EXCERPT PROVIDED:
:::
# Cyperus helferi and hardness...



## Bert H (Mar 2, 2004)

Anybody out there successfully growing C. helferi with hard water? (kh >8 ) I really like this plant, but between the algae magnet that it is, and the fact that it seems to do well for me for a while, then seems to go into stasis or decline, it's getting frustrating. 

So any tips from folks who successfully grow this and don't use the ada substrates, will be appreciated. Thanks.


----------



## bigstick120 (Mar 8, 2005)

I never had it in water that hard but I have grown it well in plain gravel and eco complete. Collected some algae but I just pulled off the leaves. What I found was when the leaves started to collect algae they were dead at the base. Very brown and sometimes falling off but looked nice and green at the top.


----------



## Bert H (Mar 2, 2004)

bigstick120 said:


> What I found was when the leaves started to collect algae they were dead at the base. Very brown and sometimes falling off but looked nice and green at the top.


I haven't had that experience. In my case the leaves start turning brown at the tops and work their way downward. I've been trimming them knowing that eventually the whole leaf will have to be cut off. That gets old quickly if you have a patch of them. In regards to algae, this is where I really realize the value of an sae or two. When I've grown the plant without sae's algae shows up a lot. In their presence, it's rare.


----------



## Navarro (Feb 12, 2004)

I have kepT the plant for many years with a KH of 10~13 with no problem. What I never do is to cut the leaf of a Cypherus helferii they don’t like it, remove one leaf at the time by reaching to the crown of the plant and pulling down to remove the whole leaf. Cypherus is a easy plant to grow even with low light! I have seen Jeff Senske’s tanks with low light before and the plant grows and pearls just fine. I can say the same for the most part. The algae problem if is not related to low co2 in your water probably means a heavy bio load. Add more filtration and keep up with your water changes and dose excel for 2 weeks and the bba will get reddish and shortly after die.
Cheers,
Navarro


----------



## Kelley (Aug 27, 2006)

I have not grown C. helferi, but I have made an interesting observation with Crypt. spiralis, another slow-growing, grassy plant. I noticed that no matter what I did, it collected nasty BBA and staghorn algae, even though the rest of my tank remained clean. Then I realized that the strong flow from my filter outtake was damaging the leaves and leaving them prone to algae attack. I redirected the flow and now the plants have been growing clean for several weeks.
:::
RECORDS SUPPLIED:
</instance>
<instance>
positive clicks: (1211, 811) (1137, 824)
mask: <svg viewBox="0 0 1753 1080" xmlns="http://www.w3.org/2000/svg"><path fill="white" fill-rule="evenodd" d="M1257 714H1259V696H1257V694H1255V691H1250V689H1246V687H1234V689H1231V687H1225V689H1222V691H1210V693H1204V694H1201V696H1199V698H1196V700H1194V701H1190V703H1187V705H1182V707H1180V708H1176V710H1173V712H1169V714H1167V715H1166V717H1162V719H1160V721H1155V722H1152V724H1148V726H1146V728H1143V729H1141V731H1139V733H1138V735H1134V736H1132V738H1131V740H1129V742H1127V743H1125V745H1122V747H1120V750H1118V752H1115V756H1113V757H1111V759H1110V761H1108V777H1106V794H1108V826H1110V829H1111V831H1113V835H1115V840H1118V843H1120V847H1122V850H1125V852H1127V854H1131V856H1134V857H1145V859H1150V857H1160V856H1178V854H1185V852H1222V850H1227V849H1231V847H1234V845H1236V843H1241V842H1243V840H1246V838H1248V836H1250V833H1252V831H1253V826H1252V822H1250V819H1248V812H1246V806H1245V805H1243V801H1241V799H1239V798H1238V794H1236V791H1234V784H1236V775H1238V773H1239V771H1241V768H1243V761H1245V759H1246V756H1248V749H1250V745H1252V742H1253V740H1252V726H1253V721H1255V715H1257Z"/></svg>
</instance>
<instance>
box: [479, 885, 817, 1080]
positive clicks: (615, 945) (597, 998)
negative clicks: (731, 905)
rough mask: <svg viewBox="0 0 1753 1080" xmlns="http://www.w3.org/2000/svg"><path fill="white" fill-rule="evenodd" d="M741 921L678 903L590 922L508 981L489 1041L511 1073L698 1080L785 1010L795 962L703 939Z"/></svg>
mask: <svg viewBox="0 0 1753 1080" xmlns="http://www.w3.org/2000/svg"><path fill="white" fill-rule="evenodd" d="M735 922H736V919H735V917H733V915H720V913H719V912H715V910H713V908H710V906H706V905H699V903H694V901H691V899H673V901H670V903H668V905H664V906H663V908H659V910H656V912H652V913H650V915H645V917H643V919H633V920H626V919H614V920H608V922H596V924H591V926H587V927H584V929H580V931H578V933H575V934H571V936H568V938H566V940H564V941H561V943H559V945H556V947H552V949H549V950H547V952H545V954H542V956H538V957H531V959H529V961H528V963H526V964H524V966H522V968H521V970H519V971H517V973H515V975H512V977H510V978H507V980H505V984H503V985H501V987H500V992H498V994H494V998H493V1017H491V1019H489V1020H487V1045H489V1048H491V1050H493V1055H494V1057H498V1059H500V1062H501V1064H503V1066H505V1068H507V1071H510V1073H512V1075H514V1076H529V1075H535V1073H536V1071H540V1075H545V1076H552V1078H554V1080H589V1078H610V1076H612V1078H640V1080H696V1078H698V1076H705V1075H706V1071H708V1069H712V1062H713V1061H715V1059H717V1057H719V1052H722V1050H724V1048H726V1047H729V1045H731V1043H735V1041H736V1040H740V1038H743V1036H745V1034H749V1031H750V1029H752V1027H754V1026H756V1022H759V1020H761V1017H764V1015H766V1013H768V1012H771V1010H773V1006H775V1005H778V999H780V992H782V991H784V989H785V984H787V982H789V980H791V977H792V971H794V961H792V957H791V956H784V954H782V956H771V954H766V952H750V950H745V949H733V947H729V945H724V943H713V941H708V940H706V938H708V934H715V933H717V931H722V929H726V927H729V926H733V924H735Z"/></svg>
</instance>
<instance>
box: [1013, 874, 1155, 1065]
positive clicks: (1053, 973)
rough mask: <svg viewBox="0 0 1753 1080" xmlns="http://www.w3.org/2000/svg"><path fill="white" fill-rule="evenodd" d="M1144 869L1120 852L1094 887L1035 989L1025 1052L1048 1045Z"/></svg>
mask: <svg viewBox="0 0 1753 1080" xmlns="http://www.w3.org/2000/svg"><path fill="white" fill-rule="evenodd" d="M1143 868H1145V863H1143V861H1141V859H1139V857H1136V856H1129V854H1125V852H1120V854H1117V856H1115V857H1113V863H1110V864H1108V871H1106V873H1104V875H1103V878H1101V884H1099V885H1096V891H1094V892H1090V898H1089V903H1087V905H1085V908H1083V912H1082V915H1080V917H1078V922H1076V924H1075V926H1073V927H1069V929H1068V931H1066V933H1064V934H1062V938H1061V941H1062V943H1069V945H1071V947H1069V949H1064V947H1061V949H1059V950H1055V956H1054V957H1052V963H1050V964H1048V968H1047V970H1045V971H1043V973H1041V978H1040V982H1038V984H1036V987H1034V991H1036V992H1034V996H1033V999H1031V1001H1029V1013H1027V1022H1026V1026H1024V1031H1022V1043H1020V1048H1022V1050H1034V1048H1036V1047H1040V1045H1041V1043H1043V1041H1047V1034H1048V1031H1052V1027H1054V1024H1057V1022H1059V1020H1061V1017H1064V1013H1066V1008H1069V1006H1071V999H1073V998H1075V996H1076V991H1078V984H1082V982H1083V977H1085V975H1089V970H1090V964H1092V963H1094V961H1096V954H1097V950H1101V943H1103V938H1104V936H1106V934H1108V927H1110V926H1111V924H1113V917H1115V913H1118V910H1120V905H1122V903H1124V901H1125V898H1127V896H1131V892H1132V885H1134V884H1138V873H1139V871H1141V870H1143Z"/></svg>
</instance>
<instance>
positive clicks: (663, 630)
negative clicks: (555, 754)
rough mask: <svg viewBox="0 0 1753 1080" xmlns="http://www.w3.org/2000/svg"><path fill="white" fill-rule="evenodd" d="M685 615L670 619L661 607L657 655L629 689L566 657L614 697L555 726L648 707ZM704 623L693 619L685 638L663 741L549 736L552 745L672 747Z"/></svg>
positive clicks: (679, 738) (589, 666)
:::
Extend the forum thread on growing Cyperus helferi in hard water, picking up after its final post. The material has no connection to the forum thread about Cyperus helferi.

My water is very hard, BTW.


----------



## travis (Oct 5, 2004)

Bert,

I've kept C. helferi in hard water (12-14 dKH) and had similar issues with algae slowly killing the leaves. I suspect this was a bio-load issue because I have had not had any problems since upgrading my filtration, although it does seem to grow more slowly for me in hard water as opposed to soft water. And I completely agree with Luis, Cyperus leaves do not react well at all to being trimmed. It's best to just remove the entire leaf if there are problems.


----------



## Bert H (Mar 2, 2004)

Thanks to everyone who's replied. It's good to know hard water is not an issue with it.  I do have a fairly large bio-load in that tank, I will keep on top of water changes. It's difficult to access leaves at the base of the plants, especially in a clump of them, so I've been lazy at their trimming. 

I also have C. spiralis, luckily haven't had any issues with that one.


----------



## bigstick120 (Mar 8, 2005)

Hmmm, I must have gotten the backward version of this plant! Ill have to tell it to die at the top!


----------



## PHalas (Dec 5, 2005)

I'm just up the road from you & had the same problems when trying to grow this. Bio load was out as there were no fish in the tank I was dosing Flourish Ex & I had plenty of CO2 going in they just turn to mush.
I now use 50/50 RO & tap water & alot of the plants I have had trouble with in the past, no longer are a problem. Maybe it is time to try Helferi again??
As for my SAE's, I am yet to see them clean any Algae..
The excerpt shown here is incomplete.